Locate each line in the items below that contains the word "black" and copy those lines out in full. Count a line only if the case matches.

Raw records →
● ● ●

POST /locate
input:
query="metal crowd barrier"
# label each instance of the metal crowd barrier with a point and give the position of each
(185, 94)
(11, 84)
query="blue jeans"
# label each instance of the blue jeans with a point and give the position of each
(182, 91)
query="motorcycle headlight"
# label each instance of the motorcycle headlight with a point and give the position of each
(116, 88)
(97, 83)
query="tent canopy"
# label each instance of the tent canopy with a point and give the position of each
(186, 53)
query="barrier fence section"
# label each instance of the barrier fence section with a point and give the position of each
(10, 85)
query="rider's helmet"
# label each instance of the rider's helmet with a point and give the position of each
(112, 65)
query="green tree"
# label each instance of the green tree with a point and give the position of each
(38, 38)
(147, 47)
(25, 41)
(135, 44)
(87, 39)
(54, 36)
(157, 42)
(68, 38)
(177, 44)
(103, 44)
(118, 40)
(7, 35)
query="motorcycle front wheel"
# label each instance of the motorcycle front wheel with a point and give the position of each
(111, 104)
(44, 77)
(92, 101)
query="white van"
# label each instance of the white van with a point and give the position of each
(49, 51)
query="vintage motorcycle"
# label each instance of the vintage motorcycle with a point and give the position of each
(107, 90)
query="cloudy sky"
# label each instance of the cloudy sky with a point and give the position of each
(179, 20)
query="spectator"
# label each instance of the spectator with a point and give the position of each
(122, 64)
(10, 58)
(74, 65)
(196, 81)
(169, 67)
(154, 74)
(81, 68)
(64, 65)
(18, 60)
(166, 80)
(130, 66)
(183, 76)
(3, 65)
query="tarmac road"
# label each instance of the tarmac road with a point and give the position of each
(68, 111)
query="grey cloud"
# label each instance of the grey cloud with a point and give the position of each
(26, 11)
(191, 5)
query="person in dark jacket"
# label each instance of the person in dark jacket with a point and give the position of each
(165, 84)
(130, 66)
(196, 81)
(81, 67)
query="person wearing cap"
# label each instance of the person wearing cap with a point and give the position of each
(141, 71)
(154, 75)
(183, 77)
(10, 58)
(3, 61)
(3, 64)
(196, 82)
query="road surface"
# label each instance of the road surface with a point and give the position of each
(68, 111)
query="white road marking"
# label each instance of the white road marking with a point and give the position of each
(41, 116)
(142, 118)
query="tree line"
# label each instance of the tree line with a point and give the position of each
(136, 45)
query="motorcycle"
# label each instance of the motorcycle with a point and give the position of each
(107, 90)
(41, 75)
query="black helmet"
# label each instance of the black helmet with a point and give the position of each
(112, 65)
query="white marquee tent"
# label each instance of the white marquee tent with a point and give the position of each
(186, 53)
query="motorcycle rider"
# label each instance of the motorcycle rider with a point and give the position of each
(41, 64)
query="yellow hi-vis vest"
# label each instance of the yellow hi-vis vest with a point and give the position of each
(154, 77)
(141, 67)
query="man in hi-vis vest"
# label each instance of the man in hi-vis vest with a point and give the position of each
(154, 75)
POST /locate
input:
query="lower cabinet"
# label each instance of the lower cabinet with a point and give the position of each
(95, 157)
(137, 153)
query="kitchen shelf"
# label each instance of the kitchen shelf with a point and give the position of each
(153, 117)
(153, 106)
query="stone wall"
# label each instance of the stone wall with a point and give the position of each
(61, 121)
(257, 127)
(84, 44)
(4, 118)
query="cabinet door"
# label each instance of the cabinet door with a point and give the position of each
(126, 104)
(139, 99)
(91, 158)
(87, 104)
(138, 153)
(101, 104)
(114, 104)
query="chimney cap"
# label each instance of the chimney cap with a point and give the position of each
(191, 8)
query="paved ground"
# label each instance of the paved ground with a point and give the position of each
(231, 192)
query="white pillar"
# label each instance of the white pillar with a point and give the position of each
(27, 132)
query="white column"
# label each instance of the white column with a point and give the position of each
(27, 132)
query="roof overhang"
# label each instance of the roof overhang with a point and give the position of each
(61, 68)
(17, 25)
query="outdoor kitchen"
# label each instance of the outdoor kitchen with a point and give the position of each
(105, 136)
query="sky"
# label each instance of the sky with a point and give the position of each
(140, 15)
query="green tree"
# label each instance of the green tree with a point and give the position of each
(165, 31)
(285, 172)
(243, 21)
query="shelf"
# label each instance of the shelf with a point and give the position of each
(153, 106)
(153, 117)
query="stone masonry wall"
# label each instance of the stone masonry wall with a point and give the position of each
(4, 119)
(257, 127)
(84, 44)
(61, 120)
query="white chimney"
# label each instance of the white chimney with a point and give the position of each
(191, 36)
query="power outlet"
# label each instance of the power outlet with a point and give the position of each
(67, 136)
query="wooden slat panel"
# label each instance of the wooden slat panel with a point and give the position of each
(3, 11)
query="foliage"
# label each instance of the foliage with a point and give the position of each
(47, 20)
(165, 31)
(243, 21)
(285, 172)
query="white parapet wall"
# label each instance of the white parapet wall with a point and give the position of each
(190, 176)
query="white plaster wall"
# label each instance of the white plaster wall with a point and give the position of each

● ● ●

Solution to the exercise →
query="black helmet"
# label each instance of the black helmet with a point and give the position of each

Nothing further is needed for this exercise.